## What you have to do
Copy the records from the line with "point: text www.rpmhire.com.au" through the end of the records, swapping "utility truck" for "pickup truck" and leaving everything else the same.

## Listing
==================================================
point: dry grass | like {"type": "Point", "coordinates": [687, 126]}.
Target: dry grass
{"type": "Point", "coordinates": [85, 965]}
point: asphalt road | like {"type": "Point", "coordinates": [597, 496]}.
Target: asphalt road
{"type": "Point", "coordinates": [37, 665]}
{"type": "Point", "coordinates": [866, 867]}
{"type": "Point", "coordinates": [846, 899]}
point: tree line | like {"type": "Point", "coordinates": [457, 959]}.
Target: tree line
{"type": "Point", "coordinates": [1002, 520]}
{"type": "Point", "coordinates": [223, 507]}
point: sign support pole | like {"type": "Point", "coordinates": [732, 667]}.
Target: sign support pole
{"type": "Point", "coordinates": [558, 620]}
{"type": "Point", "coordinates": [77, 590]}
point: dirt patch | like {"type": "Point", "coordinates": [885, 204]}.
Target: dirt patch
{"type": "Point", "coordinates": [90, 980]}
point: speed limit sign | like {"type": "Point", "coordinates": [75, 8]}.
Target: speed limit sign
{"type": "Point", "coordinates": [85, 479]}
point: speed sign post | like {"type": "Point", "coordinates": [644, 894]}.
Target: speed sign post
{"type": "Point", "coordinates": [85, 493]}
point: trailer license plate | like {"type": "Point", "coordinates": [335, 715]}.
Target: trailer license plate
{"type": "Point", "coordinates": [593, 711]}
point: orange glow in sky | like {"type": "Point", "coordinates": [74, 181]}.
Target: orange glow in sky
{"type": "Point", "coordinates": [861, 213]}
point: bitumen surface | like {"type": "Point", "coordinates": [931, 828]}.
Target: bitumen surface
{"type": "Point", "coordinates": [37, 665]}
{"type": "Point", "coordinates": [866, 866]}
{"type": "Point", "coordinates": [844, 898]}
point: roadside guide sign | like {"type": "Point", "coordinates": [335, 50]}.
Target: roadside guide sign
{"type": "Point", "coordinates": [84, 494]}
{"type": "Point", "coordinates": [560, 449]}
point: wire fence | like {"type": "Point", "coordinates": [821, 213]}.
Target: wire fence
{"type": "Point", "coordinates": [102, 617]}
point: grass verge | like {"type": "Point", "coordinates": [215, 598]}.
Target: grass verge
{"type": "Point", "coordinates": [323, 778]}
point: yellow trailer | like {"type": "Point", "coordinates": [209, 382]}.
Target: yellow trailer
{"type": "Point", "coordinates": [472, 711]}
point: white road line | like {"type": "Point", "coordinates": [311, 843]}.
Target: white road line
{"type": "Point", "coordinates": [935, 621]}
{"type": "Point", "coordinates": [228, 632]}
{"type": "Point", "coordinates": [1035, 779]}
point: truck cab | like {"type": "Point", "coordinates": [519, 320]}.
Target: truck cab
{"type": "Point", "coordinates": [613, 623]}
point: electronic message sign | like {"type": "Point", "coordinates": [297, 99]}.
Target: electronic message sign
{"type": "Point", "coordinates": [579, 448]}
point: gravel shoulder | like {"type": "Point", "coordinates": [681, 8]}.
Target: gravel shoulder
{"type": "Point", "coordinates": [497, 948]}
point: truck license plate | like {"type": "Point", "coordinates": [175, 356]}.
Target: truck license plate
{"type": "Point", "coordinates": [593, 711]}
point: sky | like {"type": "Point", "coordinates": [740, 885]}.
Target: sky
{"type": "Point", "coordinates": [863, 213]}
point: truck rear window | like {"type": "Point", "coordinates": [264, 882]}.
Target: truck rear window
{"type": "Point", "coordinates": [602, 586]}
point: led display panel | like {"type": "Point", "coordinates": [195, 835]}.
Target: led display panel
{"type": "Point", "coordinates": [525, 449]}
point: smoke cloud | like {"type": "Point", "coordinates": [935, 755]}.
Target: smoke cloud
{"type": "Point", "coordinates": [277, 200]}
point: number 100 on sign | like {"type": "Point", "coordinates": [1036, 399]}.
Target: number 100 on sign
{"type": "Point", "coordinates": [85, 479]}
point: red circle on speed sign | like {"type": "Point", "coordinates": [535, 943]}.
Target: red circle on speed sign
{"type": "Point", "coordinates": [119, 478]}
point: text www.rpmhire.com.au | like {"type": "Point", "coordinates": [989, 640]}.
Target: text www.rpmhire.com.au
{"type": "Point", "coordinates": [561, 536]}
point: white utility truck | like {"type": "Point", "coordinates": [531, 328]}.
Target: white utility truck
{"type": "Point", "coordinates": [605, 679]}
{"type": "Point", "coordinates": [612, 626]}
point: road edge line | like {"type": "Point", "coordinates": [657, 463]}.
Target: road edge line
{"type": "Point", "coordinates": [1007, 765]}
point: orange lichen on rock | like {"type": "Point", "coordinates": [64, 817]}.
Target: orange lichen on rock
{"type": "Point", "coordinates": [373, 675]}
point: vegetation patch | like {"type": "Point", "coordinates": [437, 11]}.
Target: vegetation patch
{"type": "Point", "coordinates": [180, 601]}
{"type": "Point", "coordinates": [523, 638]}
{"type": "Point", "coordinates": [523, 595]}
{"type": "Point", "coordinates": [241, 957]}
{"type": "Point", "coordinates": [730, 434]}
==================================================
## Full response
point: text www.rpmhire.com.au | like {"type": "Point", "coordinates": [989, 640]}.
Target: text www.rpmhire.com.au
{"type": "Point", "coordinates": [561, 536]}
point: white pickup truck | like {"type": "Point", "coordinates": [531, 328]}.
Target: white pickup truck
{"type": "Point", "coordinates": [605, 679]}
{"type": "Point", "coordinates": [612, 626]}
point: road edge line | like {"type": "Point", "coordinates": [657, 463]}.
Target: road edge line
{"type": "Point", "coordinates": [1007, 765]}
point: orange lichen on rock | like {"type": "Point", "coordinates": [64, 817]}.
Target: orange lichen on rock
{"type": "Point", "coordinates": [373, 675]}
point: vegetation patch | like {"type": "Point", "coordinates": [437, 11]}.
Target: vegetation patch
{"type": "Point", "coordinates": [180, 601]}
{"type": "Point", "coordinates": [523, 638]}
{"type": "Point", "coordinates": [523, 595]}
{"type": "Point", "coordinates": [241, 957]}
{"type": "Point", "coordinates": [730, 434]}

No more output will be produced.